Excerpts from point annotation data
## Start

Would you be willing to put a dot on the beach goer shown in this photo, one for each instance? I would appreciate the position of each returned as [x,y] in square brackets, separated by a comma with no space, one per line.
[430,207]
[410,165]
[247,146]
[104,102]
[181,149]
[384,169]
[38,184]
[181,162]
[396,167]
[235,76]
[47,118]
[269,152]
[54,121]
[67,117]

## End

Stated task
Write out every line of the entries above again, requests included, and shift each coordinate value in the answers by adding -121 to it.

Right answer
Would you be willing to put a dot on the beach goer shown in this photo, one for each instance? I would appreciate the position of each returned as [x,y] in square brackets, separated by a comma with no space, one per line.
[309,86]
[289,44]
[126,25]
[-17,-19]
[60,28]
[263,48]
[-83,63]
[60,41]
[275,46]
[114,-45]
[-74,-3]
[148,31]
[-67,0]
[-54,-4]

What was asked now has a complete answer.